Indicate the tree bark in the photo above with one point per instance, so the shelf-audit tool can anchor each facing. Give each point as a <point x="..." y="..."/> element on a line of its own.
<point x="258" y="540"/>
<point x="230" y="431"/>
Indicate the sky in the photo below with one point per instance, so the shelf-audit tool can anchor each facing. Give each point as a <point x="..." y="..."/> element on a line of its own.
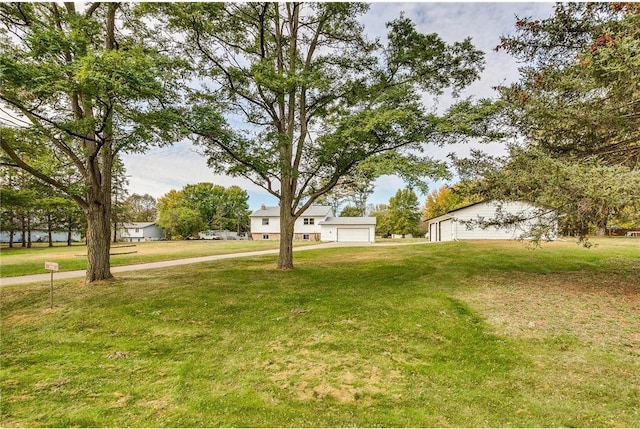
<point x="160" y="170"/>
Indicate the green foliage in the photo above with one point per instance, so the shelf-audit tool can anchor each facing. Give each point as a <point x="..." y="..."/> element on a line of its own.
<point x="310" y="97"/>
<point x="580" y="92"/>
<point x="140" y="208"/>
<point x="584" y="194"/>
<point x="574" y="112"/>
<point x="404" y="213"/>
<point x="217" y="207"/>
<point x="79" y="85"/>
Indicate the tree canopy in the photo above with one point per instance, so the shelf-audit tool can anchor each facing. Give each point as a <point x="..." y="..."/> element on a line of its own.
<point x="575" y="112"/>
<point x="79" y="84"/>
<point x="313" y="98"/>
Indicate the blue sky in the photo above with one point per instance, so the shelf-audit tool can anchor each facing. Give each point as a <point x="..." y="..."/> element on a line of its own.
<point x="162" y="169"/>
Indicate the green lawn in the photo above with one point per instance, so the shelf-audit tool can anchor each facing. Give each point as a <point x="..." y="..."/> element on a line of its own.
<point x="455" y="334"/>
<point x="21" y="261"/>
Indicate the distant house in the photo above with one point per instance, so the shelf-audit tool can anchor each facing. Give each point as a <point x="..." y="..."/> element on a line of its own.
<point x="466" y="223"/>
<point x="140" y="231"/>
<point x="40" y="235"/>
<point x="315" y="224"/>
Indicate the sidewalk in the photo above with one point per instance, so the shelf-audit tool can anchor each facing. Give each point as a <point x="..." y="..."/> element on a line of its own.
<point x="9" y="281"/>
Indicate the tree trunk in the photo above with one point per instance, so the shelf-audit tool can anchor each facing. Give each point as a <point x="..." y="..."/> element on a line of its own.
<point x="29" y="245"/>
<point x="23" y="230"/>
<point x="98" y="242"/>
<point x="69" y="232"/>
<point x="11" y="231"/>
<point x="287" y="222"/>
<point x="49" y="230"/>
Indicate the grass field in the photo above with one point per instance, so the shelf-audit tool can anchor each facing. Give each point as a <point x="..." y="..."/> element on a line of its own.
<point x="455" y="334"/>
<point x="19" y="261"/>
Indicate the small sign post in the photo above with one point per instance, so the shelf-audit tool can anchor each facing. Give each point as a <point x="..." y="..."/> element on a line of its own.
<point x="51" y="266"/>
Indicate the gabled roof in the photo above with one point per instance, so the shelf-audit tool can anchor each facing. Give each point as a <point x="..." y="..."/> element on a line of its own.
<point x="449" y="214"/>
<point x="275" y="211"/>
<point x="130" y="225"/>
<point x="444" y="215"/>
<point x="349" y="221"/>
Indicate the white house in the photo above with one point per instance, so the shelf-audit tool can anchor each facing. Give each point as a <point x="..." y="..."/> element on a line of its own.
<point x="466" y="223"/>
<point x="316" y="223"/>
<point x="140" y="231"/>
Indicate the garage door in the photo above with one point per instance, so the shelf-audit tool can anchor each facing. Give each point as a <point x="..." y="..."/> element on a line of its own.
<point x="446" y="230"/>
<point x="349" y="234"/>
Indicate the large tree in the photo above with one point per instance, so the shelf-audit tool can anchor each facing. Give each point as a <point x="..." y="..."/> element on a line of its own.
<point x="83" y="84"/>
<point x="311" y="96"/>
<point x="576" y="110"/>
<point x="404" y="213"/>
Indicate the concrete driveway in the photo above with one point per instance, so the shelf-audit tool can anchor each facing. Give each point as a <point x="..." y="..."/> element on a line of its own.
<point x="9" y="281"/>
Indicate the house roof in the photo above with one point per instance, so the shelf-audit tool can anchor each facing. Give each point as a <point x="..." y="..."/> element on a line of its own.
<point x="130" y="225"/>
<point x="349" y="221"/>
<point x="449" y="214"/>
<point x="275" y="211"/>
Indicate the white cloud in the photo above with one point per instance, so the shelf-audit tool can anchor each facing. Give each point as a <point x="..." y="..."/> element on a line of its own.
<point x="162" y="169"/>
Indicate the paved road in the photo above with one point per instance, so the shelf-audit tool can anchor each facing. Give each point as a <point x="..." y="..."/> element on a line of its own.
<point x="8" y="281"/>
<point x="151" y="265"/>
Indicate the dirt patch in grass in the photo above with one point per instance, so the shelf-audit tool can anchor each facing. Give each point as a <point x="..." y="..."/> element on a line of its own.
<point x="599" y="308"/>
<point x="309" y="374"/>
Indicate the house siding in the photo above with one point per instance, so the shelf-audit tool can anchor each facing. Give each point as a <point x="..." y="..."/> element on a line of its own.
<point x="452" y="226"/>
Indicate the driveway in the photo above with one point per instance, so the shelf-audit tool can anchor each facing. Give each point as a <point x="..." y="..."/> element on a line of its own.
<point x="9" y="281"/>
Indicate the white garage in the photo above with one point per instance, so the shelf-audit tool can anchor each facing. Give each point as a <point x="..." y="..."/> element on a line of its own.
<point x="465" y="223"/>
<point x="354" y="235"/>
<point x="348" y="229"/>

.....

• _Goal of the exercise_
Can you lay out the stretch of the data above that opens with the line containing "Indicate the white cloud" and runs through the last line of the data as a JSON list of strings, one per line, with blank lines omitted?

• _Right answer_
[
  "Indicate the white cloud in the photo above with one point per instance, so the shelf-audit tool can anchor each facing. Give each point as a <point x=\"...\" y=\"...\"/> element on a line of its own.",
  "<point x=\"162\" y=\"169\"/>",
  "Indicate the paved road in the photo above with one point per instance, so the shelf-audit tool can anchor each facing. Give each point as a <point x=\"...\" y=\"...\"/> element on a line of its own.",
  "<point x=\"8\" y=\"281\"/>",
  "<point x=\"151\" y=\"265\"/>",
  "Indicate the dirt patch in grass in the photo above with one point per instance, so the shelf-audit tool can anchor each facing. Give each point as a <point x=\"...\" y=\"...\"/> element on a line of its own.",
  "<point x=\"599\" y=\"308\"/>",
  "<point x=\"309\" y=\"374\"/>",
  "Indicate the house siding in the photo above with one point per instance, so the shelf-audit tool can anchor each facing. Give each point as a <point x=\"...\" y=\"...\"/> element on a line of its own.",
  "<point x=\"452\" y=\"226\"/>",
  "Indicate the driveway in the photo above with one point per instance, so the shelf-audit tool can anchor each facing. Give each point as a <point x=\"...\" y=\"...\"/> element on a line of its own.",
  "<point x=\"9\" y=\"281\"/>",
  "Indicate the white garage in the photo above with one point per instance, so the shelf-audit tool can anchor each facing. Give each point as a <point x=\"...\" y=\"...\"/> element on a line of its own.",
  "<point x=\"465\" y=\"223\"/>",
  "<point x=\"354\" y=\"235\"/>",
  "<point x=\"348\" y=\"229\"/>"
]